• Exercise
Copy every one of the records below word for word, leaving out the pictures.

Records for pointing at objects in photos
[Start]
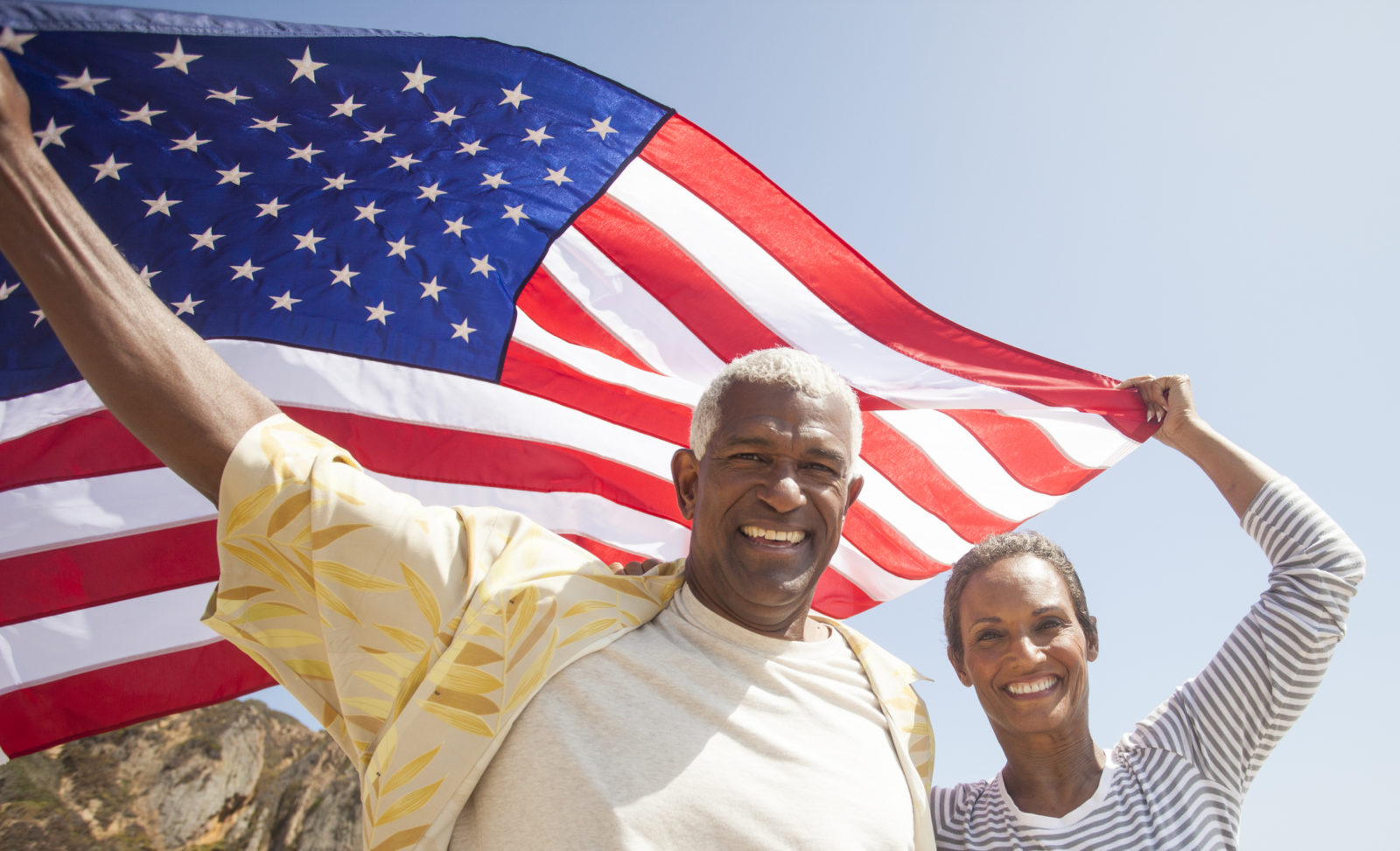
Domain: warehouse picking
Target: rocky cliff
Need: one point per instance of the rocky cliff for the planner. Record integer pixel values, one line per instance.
(231, 777)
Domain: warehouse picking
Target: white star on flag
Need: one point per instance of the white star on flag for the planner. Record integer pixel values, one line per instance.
(270, 209)
(284, 301)
(368, 212)
(186, 305)
(84, 81)
(109, 170)
(399, 248)
(308, 241)
(231, 175)
(416, 79)
(160, 205)
(445, 118)
(378, 312)
(601, 128)
(144, 115)
(346, 108)
(147, 273)
(307, 153)
(305, 66)
(177, 59)
(231, 95)
(343, 275)
(430, 289)
(52, 135)
(14, 41)
(270, 125)
(514, 95)
(189, 144)
(245, 270)
(461, 329)
(205, 240)
(538, 136)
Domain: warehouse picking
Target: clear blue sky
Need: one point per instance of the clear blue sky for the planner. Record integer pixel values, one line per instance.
(1187, 185)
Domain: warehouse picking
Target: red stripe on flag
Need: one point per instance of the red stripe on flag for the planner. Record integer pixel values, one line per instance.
(72, 450)
(837, 596)
(601, 550)
(672, 276)
(552, 308)
(542, 375)
(909, 468)
(104, 571)
(104, 699)
(856, 290)
(884, 545)
(1026, 451)
(431, 454)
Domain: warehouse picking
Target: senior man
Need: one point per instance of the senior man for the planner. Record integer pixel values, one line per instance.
(494, 683)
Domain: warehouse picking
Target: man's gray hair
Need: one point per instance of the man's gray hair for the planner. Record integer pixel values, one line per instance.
(798, 370)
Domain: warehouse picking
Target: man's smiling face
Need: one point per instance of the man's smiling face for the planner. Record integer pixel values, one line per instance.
(766, 504)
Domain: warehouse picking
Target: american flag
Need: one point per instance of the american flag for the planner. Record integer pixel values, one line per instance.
(494, 277)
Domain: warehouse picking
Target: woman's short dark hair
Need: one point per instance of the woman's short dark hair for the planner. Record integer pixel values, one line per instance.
(991, 550)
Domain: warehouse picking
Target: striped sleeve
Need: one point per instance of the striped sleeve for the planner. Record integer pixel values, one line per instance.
(1229, 717)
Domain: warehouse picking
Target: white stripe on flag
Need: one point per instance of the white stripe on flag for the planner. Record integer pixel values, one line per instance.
(966, 462)
(627, 311)
(65, 513)
(788, 307)
(65, 644)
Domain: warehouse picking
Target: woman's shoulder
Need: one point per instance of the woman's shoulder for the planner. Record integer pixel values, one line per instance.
(965, 797)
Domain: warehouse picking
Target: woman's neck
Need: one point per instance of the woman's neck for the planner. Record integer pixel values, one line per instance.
(1052, 777)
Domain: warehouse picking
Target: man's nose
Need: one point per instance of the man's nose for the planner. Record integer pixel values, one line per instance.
(781, 490)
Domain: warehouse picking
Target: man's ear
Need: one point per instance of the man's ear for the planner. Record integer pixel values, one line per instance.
(854, 490)
(962, 675)
(685, 475)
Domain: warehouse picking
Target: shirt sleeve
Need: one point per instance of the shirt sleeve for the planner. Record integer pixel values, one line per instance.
(340, 587)
(1229, 717)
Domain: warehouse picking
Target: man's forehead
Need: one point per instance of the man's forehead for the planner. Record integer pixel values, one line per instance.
(751, 410)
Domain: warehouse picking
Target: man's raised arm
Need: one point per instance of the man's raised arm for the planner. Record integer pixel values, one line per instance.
[End]
• Reply
Domain: warehouse picking
Target: rocky cliff
Need: one point per instance of the rocky cliff for the planner. Record integer pixel values, one line per instance.
(231, 777)
Domain: warehouse picking
Target: white star on flag
Need: one point per instance of the white star on flag for the planner. Record integer pixel values, one line per instance.
(270, 209)
(284, 301)
(368, 212)
(186, 305)
(84, 81)
(109, 170)
(399, 248)
(308, 241)
(231, 175)
(416, 79)
(160, 205)
(445, 118)
(378, 312)
(601, 128)
(144, 115)
(346, 108)
(147, 273)
(307, 153)
(305, 66)
(177, 59)
(231, 95)
(343, 275)
(430, 289)
(52, 135)
(14, 41)
(270, 125)
(514, 95)
(189, 144)
(245, 270)
(461, 329)
(205, 240)
(538, 136)
Domain: warehouse picking
Target: clear blue sky
Need: one point per instance of the clear blue sky for the planner. Record integer pixel values, one line per instance.
(1187, 185)
Domain: warehouse picking
Target: red stripe on flag
Need: one point per instance of the red stripe on flag for the planner. Record integer pixel values, one line per instance.
(72, 450)
(837, 596)
(601, 550)
(672, 276)
(552, 308)
(542, 375)
(909, 468)
(104, 571)
(104, 699)
(856, 290)
(884, 545)
(1026, 451)
(431, 454)
Domain: warehouse picking
Target: senior man
Need: one point per instance of the senior man for the planner. Record integer pixel values, one line per instance.
(494, 683)
Domain: warehouse picking
Target: man's gray hair
Need: one point per instance of the man's gray hair for the planner. Record integer pixel values, one line per instance.
(798, 370)
Domain: warehouse picking
Target: man's smiling face
Need: one point per instance of the man's smiling face for the planner. Record integer pixel values, one line per instance.
(766, 504)
Domain: warehouse picking
Target: american flag
Need: one point per instance of the american flag for the planner. Record integer pixel values, one line per instance.
(494, 277)
Domain: warehouse picking
Target: woman's short dark hair
Need: one point per instance of the woman's short dark hair for the planner. Record integer pixel values, one line per instance.
(991, 550)
Domain: warehouse picking
Target: striped sleeve
Need: one point per instance of the striped sleeve for the planner. Record integer pixel values, one line per instance.
(1229, 717)
Domain: warehouse picking
Target: white stripe on flag
Need: one point per instance of the white stripe on flag for the planner. Record integer pixel values, one line per instance.
(966, 462)
(627, 311)
(65, 513)
(788, 307)
(65, 644)
Domain: warehouse picking
Target: woman's shoulder
Need: one point per instance of the woman's shoulder for the planner. Record integer pixel values, one line per instance.
(965, 797)
Domain: warehouse picking
Target: woman's neck
Need: one point per instance of the woman's neck for the planner. Record integer pixel values, one line per instance.
(1052, 777)
Domain: warehouse picking
Target: man's nose
Need: one point per instance of the man's nose for the planner. Record integer pixel values, one line per instance.
(781, 490)
Domain: warehouse picking
Target: man's ear
Need: one point per instance of the man's ear for the planner. Record integer pixel values, one line per instance.
(854, 490)
(962, 675)
(685, 475)
Domain: warehouse picking
Target: shirt sleeve
Need: one point per instance of the shirt sleeve for the planner. Record integer pixel values, one line per instance.
(340, 587)
(1229, 717)
Domain: warehouse picking
Target: man's forehead
Need: one point per instance of the man's forehead for the planner. Record integer pixel values, one line per instance.
(751, 410)
Domain: warehouse picking
Target: man's raised arm
Need: one point per instance of the man's raised arm for the planner. Record integer pixel values, one line per instance.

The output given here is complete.